Selected excerpt:

The shear vane test is a method of measuring the undrained shear strength of a cohesive soil. The test is carried out with equipment consisting of a rod with vanes mounted to it that is inserted into the ground and rotated. A gauge on the top of the rod measures the torque required to cause failure of the soil and provides a conversion to shear strength. The equipment has been in use since at least 1948. The equipment has also been used since at least 1967 to assess the shear strength of packs of snow at risk of forming a slab avalanche.

== Equipment used ==
The shear vane consists of a straight rod with four vanes on one end, arranged in a cruciform pattern, and a combined handle/torque gauge. The rod is inserted into the soil to a depth of 500mm and rotated at a rate of between 6 and 12 degrees per minute. Once the soil fails in shear the gauge shows the maximum torque applied. The gauge is marked with a scale that converts the torque into a shear strength (measured in kiloNewtons per square metre). There are two scales for use with two different sizes of vane – 150 × 75 mm vanes are used for soils with shear strengths up to 50 kN/m^{2} and 100 × 50 mm vanes for stronger soils. In the United Kingdom the methodology is governed by British Standard 1377 (Methods of test for soils for civil engineering purposes).

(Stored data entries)
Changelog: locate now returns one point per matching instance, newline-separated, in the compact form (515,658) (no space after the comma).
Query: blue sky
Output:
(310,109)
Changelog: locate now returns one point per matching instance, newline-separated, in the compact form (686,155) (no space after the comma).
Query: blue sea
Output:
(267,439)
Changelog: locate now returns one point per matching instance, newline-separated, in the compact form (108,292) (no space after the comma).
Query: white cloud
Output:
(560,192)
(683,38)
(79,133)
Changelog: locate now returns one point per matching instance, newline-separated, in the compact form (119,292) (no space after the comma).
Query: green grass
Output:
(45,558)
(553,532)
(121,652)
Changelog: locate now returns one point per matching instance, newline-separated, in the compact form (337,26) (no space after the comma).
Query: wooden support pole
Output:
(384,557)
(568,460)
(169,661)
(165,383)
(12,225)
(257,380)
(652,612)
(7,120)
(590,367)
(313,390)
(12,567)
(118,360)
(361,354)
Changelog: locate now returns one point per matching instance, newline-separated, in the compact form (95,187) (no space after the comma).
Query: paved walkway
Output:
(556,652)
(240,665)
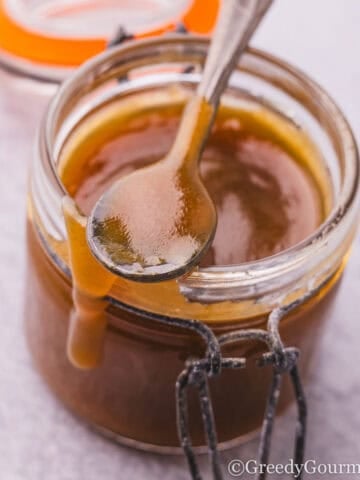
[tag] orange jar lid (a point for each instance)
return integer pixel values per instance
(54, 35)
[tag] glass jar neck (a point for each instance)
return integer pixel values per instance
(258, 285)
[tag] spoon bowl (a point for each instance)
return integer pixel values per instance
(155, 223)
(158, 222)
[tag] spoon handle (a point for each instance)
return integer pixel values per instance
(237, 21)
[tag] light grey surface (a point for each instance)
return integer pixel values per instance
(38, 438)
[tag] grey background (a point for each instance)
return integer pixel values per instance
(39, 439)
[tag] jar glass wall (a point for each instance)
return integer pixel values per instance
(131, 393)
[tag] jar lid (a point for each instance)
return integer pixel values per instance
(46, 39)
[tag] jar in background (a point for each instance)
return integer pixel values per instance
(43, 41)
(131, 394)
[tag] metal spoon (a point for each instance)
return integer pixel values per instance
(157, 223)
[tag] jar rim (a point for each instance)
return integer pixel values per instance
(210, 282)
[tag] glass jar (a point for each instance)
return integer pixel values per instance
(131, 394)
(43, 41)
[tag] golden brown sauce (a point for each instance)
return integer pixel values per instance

Task: Proceed with the text on the shear vane test, starting after its last sentence. The rows are not needed for this.

Output:
The shear vane is a simple and portable piece of equipment. The test is suitable for clay soils classified as soft to firm. By remoulding the sample and retesting an indication of the sensitivity of the clay can also be found. The test has also been used to measure the shear strength of mortar mixes, where it has been shown to correlate with the slump value. The equipment has also been used since at least 1967 to assess the shear strength of packs of snow at risk of forming a slab avalanche.

== History and research ==
The test was pioneered by L Carlson and AW Skempton in 1948. There has been some dispute over its accuracy since then. Carlson and Skempton believed that it provided a higher value than that indicated by unconfined compressive tests and in fact agreed better with the values expected in geotechnical theory. However 1973 research claimed that the test actually provided an under-estimate of shear strength compared to compressive tests where a good quality of sample is obtainable. The discrepancy has been attributed to the disturbance of the sample caused by the insertion of the shear vane.